**Records supplied**.
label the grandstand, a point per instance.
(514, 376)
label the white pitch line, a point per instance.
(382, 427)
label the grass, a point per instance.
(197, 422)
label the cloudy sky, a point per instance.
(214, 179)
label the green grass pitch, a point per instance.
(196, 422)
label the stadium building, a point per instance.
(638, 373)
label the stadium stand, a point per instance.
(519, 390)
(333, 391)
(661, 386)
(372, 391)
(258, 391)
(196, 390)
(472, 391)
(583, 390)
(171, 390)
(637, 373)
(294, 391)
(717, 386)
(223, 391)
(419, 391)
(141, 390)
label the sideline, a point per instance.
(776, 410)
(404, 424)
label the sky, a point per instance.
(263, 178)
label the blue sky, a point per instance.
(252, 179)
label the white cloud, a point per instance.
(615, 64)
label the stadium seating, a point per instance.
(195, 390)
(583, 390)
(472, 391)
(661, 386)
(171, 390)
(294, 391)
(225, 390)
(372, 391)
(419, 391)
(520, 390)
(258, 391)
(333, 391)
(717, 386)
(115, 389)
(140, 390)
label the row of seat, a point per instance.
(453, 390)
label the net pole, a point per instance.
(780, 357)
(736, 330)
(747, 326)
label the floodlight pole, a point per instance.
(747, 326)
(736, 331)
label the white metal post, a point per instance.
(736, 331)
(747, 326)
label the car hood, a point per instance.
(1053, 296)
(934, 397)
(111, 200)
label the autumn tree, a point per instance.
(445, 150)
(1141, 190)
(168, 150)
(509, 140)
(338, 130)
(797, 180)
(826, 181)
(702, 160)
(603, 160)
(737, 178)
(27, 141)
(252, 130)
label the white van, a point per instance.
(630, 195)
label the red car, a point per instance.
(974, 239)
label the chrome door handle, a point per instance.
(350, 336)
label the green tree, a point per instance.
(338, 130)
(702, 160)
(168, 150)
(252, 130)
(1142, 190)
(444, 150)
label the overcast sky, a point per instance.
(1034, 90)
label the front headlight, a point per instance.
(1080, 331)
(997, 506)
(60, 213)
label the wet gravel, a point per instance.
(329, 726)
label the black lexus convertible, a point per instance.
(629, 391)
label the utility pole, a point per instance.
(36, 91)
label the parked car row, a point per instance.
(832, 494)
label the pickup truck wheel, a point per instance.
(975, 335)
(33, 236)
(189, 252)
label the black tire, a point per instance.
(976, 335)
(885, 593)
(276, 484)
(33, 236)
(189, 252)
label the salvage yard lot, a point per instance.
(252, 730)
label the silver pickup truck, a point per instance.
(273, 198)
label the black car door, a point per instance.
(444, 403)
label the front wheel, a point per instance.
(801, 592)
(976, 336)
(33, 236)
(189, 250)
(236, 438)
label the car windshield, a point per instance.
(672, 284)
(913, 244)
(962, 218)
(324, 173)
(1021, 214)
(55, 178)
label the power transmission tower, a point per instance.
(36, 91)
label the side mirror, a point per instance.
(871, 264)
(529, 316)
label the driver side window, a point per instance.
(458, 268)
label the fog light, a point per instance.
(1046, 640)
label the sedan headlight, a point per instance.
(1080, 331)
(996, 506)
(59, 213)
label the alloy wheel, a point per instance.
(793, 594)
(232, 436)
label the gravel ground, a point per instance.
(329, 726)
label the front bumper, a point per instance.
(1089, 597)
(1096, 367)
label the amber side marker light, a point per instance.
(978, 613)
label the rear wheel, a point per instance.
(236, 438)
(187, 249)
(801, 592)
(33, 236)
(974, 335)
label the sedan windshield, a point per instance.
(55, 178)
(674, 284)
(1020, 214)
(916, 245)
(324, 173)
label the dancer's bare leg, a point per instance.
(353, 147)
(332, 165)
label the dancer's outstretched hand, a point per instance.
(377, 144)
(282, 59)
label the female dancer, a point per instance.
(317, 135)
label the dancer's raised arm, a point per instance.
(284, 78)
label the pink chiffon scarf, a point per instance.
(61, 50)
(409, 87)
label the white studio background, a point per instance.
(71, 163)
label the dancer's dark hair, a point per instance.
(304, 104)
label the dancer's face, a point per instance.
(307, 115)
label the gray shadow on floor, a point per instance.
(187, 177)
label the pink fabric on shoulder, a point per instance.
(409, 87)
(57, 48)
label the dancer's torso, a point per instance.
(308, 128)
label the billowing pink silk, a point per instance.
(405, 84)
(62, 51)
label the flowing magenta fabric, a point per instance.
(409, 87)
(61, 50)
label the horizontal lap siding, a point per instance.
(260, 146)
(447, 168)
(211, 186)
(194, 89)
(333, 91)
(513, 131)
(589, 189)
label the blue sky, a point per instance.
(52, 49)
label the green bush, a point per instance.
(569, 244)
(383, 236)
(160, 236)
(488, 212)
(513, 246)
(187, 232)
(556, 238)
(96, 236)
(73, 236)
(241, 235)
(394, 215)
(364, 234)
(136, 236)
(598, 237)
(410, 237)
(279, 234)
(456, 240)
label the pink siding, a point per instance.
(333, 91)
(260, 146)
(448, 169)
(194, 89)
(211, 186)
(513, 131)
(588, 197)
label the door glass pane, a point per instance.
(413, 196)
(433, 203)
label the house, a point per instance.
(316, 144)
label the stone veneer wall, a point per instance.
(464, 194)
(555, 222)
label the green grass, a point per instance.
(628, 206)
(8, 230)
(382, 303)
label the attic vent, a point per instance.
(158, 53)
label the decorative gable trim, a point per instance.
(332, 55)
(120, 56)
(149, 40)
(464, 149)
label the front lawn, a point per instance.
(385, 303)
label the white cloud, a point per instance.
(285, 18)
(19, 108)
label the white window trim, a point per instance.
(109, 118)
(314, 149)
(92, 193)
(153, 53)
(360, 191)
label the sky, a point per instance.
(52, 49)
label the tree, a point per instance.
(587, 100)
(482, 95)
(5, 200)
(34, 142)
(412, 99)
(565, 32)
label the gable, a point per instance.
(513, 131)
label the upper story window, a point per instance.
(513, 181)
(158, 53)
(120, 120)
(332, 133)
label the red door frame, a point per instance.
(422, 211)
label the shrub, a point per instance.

**Task**. Please write out the entries above in full, exactly as they read.

**Exercise response**.
label the grandstand, a point per instance.
(514, 376)
label the white pitch line, a point per instance.
(382, 427)
label the grass, a point per instance.
(197, 422)
label the cloudy sky, a point per instance.
(214, 179)
label the green grass pitch, a point per instance.
(196, 422)
label the stadium building, a point per instance.
(638, 373)
label the stadium stand, a point per instance.
(519, 390)
(333, 391)
(661, 386)
(372, 391)
(258, 391)
(196, 390)
(472, 391)
(583, 390)
(171, 390)
(637, 373)
(294, 391)
(717, 386)
(223, 391)
(419, 391)
(141, 390)
label the sideline, a point per instance.
(776, 410)
(404, 424)
label the sky, a point per instance.
(263, 178)
label the blue sky, a point per instance.
(252, 179)
label the white cloud, a point per instance.
(615, 64)
label the stadium seating, a point per instance.
(195, 390)
(583, 390)
(472, 391)
(661, 386)
(171, 390)
(294, 391)
(225, 390)
(372, 391)
(419, 391)
(520, 390)
(258, 391)
(333, 391)
(717, 386)
(115, 389)
(140, 390)
label the row of seat, a point per instance.
(453, 390)
label the net pole, a point per instance.
(780, 357)
(736, 330)
(747, 326)
label the floodlight pole, a point per instance.
(747, 326)
(736, 331)
label the white metal post, a point per instance.
(736, 331)
(747, 326)
label the car hood, a point per instance.
(1053, 296)
(934, 397)
(111, 200)
label the autumn tree, a point per instance.
(445, 150)
(1141, 190)
(168, 150)
(509, 140)
(338, 130)
(797, 180)
(826, 181)
(702, 160)
(603, 160)
(737, 178)
(27, 141)
(252, 130)
label the white van, a point per instance.
(630, 195)
label the red car, a point per instance.
(974, 239)
label the chrome door handle, a point per instance.
(350, 336)
label the green tree, a point per instance.
(338, 130)
(702, 160)
(168, 150)
(252, 130)
(1142, 190)
(444, 150)
label the overcast sky, a point per instance.
(1034, 90)
label the front headlight, a point per instance.
(1080, 331)
(997, 506)
(60, 213)
label the wet gravel, a point per instance.
(329, 726)
label the black lexus convertible, a point per instance.
(629, 391)
label the utility pole, a point per instance.
(36, 91)
label the parked car row, a point per instance.
(832, 494)
label the pickup truck wheel, a point per instance.
(975, 335)
(33, 236)
(189, 252)
label the black tire, a point per instance.
(976, 335)
(885, 593)
(276, 484)
(33, 236)
(189, 252)
label the salvage yard lot, a point per instance.
(252, 730)
label the silver pickup truck, a point per instance.
(273, 198)
label the black car door, a point per instance.
(444, 403)
label the front wheel, a point per instance.
(801, 592)
(976, 336)
(33, 236)
(189, 250)
(236, 438)
label the car windshield, a point per instance.
(672, 284)
(913, 244)
(962, 218)
(324, 173)
(1021, 214)
(55, 178)
label the power transmission tower, a point per instance.
(36, 91)
label the side mirror, a point per instance.
(871, 264)
(529, 316)
label the driver side window, a point per instance.
(458, 268)
label the fog light, a point per instance.
(1046, 640)
label the sedan headlight, a point per instance.
(1080, 331)
(996, 506)
(59, 213)
label the alloy wheel, a point per instance.
(793, 594)
(232, 436)
label the gravel ground, a point per instance.
(329, 726)
label the front bumper, a point per instance.
(1089, 597)
(1096, 367)
label the amber side marker light, a point per instance.
(978, 613)
label the rear wheel, a point per instance.
(236, 438)
(187, 249)
(801, 592)
(33, 236)
(974, 335)
label the sedan windshield, a point per instance.
(55, 178)
(674, 284)
(1020, 214)
(916, 245)
(324, 173)
label the dancer's bare leg, a point per instance.
(353, 147)
(332, 165)
label the dancer's outstretched hand, a point per instance.
(377, 144)
(282, 59)
label the female dancer, a point per instance.
(317, 135)
label the dancer's raised arm, a point per instance.
(284, 78)
label the pink chiffon scarf, a point per instance.
(61, 50)
(409, 87)
label the white studio background, a point per instance.
(71, 163)
label the dancer's dark hair, a point per instance.
(304, 104)
label the dancer's face, a point per instance.
(307, 115)
label the gray shadow on floor, a point per instance.
(187, 177)
label the pink fabric on shoulder, a point per instance.
(409, 87)
(57, 48)
label the dancer's torso, a point per instance.
(308, 128)
label the billowing pink silk, a point per instance.
(405, 84)
(62, 51)
label the flowing magenta fabric, a point per instance.
(409, 87)
(61, 50)
label the horizontal lap siding, a point per instance.
(260, 146)
(447, 168)
(211, 186)
(194, 89)
(333, 91)
(513, 131)
(589, 189)
label the blue sky, a point per instance.
(52, 49)
label the green bush, a point per instance.
(569, 244)
(383, 236)
(160, 236)
(488, 212)
(513, 246)
(187, 232)
(556, 238)
(96, 236)
(73, 236)
(241, 235)
(394, 215)
(364, 234)
(136, 236)
(598, 237)
(410, 237)
(279, 234)
(456, 240)
label the pink siding, a point per instance.
(333, 91)
(260, 146)
(448, 169)
(194, 89)
(211, 186)
(513, 131)
(588, 197)
label the door glass pane, a point per instance.
(413, 196)
(433, 203)
label the house, a point per instance.
(316, 144)
label the stone veneer wall, a point per instance.
(464, 194)
(555, 222)
label the green grass, a point per instance.
(628, 206)
(8, 230)
(382, 303)
label the attic vent, a point per instance.
(158, 53)
label the decorative gable trim, a point per instance.
(332, 55)
(120, 56)
(149, 40)
(464, 149)
label the front lawn, a point per instance.
(385, 303)
label the white cloud, a point per instance.
(285, 18)
(19, 108)
label the white window trim, a point per instance.
(109, 118)
(314, 149)
(92, 193)
(153, 53)
(360, 191)
label the sky, a point per instance.
(52, 49)
label the tree, a point per instance.
(587, 100)
(482, 95)
(5, 200)
(34, 142)
(412, 99)
(565, 32)
label the gable, a point per instance.
(513, 131)
label the upper story window, a point per instance.
(513, 181)
(158, 53)
(120, 120)
(332, 133)
label the red door frame, a point per instance.
(422, 211)
label the shrub, a point per instance.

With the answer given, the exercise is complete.